Goals —
#1 According to the post about John Virtue, for how long is the National Gallery's Associate Artist appointed?
#2 Turn the lines of the records from the line with "Task: find the black" up to and including the line with "point(680, 607)" into a numbered list, leaving out any blank lines.

Selected extract —
★ ★ ★ ★ ★
The prints also reminded me of one of my favorite painters, John Virtue, who has influenced my own work greatly.... some might even say that I copy him. I'm okay with it. I first saw his work at the National Gallery in London where he was serving as Associate Artist (lucky duck.)
The Associate Artist is appointed by invitation for two years. He was given a studio in which to make new work that somehow connects to the National Gallery Collection, demonstrating the potential of the Old Master tradition as an inspiration for today's artists. Love that idea. At the end of his stay at the gallery he had an exhibition of the work completed within that year.
I was fortunate enough to attend Virtue's exhibition London Paintings and immediately fell in love with his work. I remember stepping into the back gallery space and looking up and up and up in amazement and that feeling of exhilaration and excitement that we only get from really good art. It gives us those ideas and inspiration and hope and thrill that we hadn't felt a moment earlier. I still haven't gotten it out of my head.
Virtue is a painter of Landscape (well, cityscape to be specific), inspired by Old Masters such as Turner (my fav), Constable, Church, van Ruisdael, Gainsborough and Rubens. He understands the brilliance of these paintings and their lasting impression on artists today.
Landscape is commonly yawned upon, especially at the National Gallery with their impressive collection of impressionistic and post-impressionistic paintings. It takes a bit more love and care to appreciate a lovely Gainsborough farmhouse than it does a Van Gogh self portrait. And maybe that's why Virtue is so great. He looks with a lens that so many fail to compute. He then paints his own reflections of this era of painting on canvases the size of gymnasiums with black and while oil paint... and like Cecily Brown's, his paintings look like so much fun.
Turner paints London with grace and extreme power. He smears huge washes of black paint over intricately made buildings, bridges, and steeples. The masses can be considered in many different directions... some said it was London's fog, others said storms, shadows, one even said sin. I think they are the reflections of Constable's giant oaks, of Turners crashing waves. He took shapes from those paintings, flattened them, rethought them, and then painted them. He channels his teachers into his paints so physically and so homogeneously. Its a frozen energy and its beautiful. His translations of London somehow creep past cheesy (its so difficult to make a non-cheesy cityscape!) right into epic. Tragically and wonderfully epic.
Like the city itself, Virtue's paintings are built layer upon layer. He isn't afraid of thickness and doesn't shy from error. This jumps Virtue into the 20th century with gusto, while maintaining the structural significance of paintings past. The city is created around an academic structure, not the other way around. They aren't literal depictions. There are triangles and laterals, pyramids and squares. Tracing back to Leonardo himself.
Colin Wiggins, the chief curator of the exhibition, compares Virtue to Charles Dickens. Like Dickens before him, Virtue understands the city as a huge living, breathing and evolving organism. Quoted from Dickens' London in Our Mutual Friend,
“It was a foggy day in London and the fog was heavy and dark. Animate London, with smarting eyes and irritated lungs, was blinking, wheezing, choking; inanimate London was a sooty spectre, divided in purpose between being visible and invisible, and so being wholly neither."
★ ★ ★ ★ ★
Material for the task —
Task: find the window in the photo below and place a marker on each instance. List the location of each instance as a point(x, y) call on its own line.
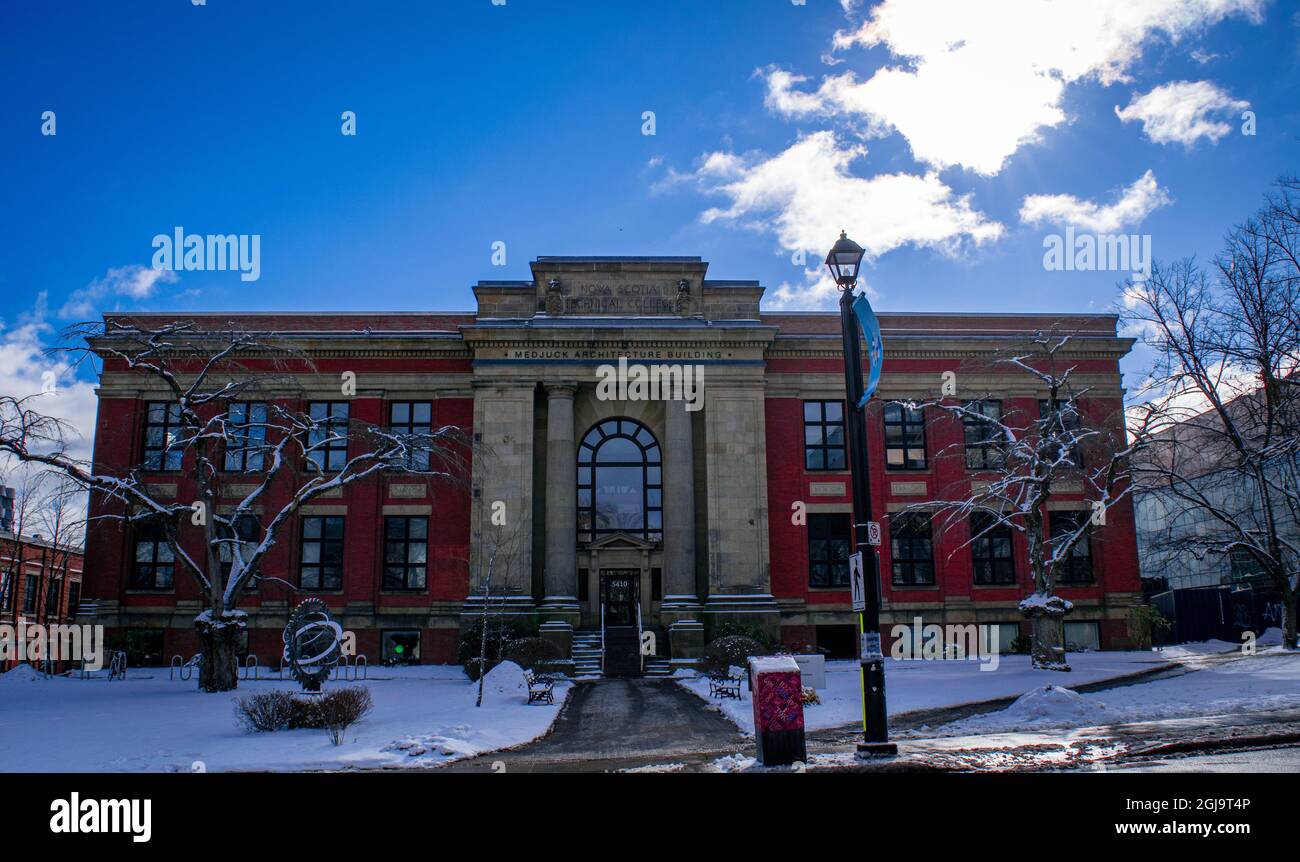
point(414, 419)
point(323, 554)
point(247, 529)
point(406, 553)
point(911, 550)
point(823, 434)
point(905, 437)
point(326, 441)
point(155, 561)
point(1244, 567)
point(161, 431)
point(52, 589)
point(1082, 637)
point(402, 648)
point(619, 481)
point(246, 437)
point(983, 436)
point(1065, 421)
point(830, 546)
point(991, 550)
point(1075, 568)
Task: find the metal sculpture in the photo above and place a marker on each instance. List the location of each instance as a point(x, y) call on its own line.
point(312, 644)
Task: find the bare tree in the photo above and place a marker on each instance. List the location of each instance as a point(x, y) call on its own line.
point(1223, 395)
point(1031, 460)
point(497, 559)
point(208, 378)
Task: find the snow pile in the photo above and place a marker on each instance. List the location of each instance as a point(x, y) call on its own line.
point(505, 680)
point(1052, 705)
point(22, 674)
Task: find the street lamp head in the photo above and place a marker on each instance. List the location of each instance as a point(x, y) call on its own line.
point(844, 260)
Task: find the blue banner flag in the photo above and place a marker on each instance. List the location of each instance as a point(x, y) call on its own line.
point(875, 346)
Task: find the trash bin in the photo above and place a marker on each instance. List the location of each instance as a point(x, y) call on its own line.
point(778, 689)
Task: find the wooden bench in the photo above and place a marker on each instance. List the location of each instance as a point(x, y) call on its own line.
point(724, 685)
point(540, 688)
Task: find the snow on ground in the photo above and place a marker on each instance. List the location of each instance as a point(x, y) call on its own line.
point(1248, 684)
point(423, 717)
point(919, 684)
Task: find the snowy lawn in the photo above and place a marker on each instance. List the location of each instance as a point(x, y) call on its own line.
point(919, 685)
point(423, 717)
point(1249, 684)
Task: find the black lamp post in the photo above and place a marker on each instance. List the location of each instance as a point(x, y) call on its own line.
point(844, 261)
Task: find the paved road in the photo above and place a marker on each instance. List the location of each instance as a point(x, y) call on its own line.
point(622, 723)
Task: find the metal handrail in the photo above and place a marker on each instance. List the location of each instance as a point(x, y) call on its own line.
point(641, 658)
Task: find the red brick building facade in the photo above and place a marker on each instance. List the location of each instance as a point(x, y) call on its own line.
point(689, 527)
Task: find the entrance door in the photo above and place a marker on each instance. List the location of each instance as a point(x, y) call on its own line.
point(619, 597)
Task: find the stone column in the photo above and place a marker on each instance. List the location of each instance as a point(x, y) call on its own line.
point(559, 606)
point(680, 607)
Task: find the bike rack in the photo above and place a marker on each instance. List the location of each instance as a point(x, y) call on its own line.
point(117, 667)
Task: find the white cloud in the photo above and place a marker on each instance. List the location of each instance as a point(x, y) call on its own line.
point(131, 281)
point(26, 369)
point(980, 78)
point(807, 194)
point(1183, 112)
point(1132, 204)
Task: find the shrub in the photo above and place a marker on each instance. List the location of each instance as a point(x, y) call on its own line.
point(267, 711)
point(333, 711)
point(752, 632)
point(731, 650)
point(534, 654)
point(342, 707)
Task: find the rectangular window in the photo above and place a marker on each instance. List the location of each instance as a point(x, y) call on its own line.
point(991, 551)
point(406, 553)
point(1075, 568)
point(905, 437)
point(52, 589)
point(1082, 637)
point(823, 434)
point(414, 419)
point(29, 597)
point(830, 546)
point(323, 553)
point(326, 441)
point(983, 434)
point(911, 550)
point(161, 431)
point(1064, 423)
point(246, 437)
point(402, 648)
point(155, 562)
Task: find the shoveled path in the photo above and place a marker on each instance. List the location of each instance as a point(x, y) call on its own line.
point(616, 724)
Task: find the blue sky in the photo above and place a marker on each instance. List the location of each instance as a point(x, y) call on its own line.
point(949, 137)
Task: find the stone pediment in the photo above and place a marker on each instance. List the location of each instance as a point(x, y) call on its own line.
point(622, 541)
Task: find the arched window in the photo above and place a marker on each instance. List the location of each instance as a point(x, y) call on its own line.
point(619, 481)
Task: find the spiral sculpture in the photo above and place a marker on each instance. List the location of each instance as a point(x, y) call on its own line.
point(312, 644)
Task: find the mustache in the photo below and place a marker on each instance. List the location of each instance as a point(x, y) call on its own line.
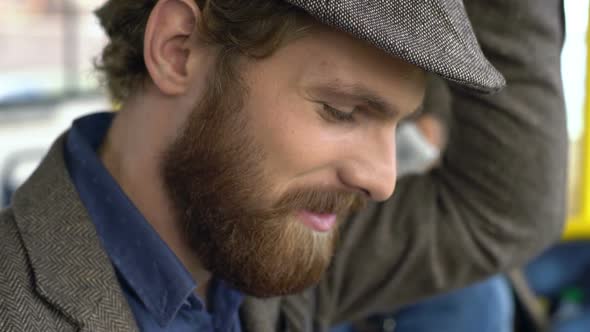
★ ★ ★ ★ ★
Solution set —
#1 Two years.

#2
1. Task: find the black lamp post in the photo above and place a marker on each instance. List the location of each instance as a point(x, y) call on its own line.
2. point(844, 261)
3. Task: find the paved road in the photo above and place a marker on each instance. List the location of each instance as a point(x, y) call on its own line.
4. point(622, 723)
5. Task: find the metal handrail in the photo above and place a marker on each instance. List the location of each instance as a point(x, y) call on its own line.
6. point(641, 658)
7. Task: find the red brick building facade in the photo above and place a marker on each instance. List the location of each instance as a point(x, y) call on its own line.
8. point(689, 527)
9. Task: find the entrance door in the photo above and place a marker on each instance. List the location of each instance as a point(x, y) call on its own line.
10. point(619, 597)
11. Task: find the stone column in the photo above and place a marker on each instance. List the location of each instance as a point(x, y) call on its own line.
12. point(559, 606)
13. point(680, 607)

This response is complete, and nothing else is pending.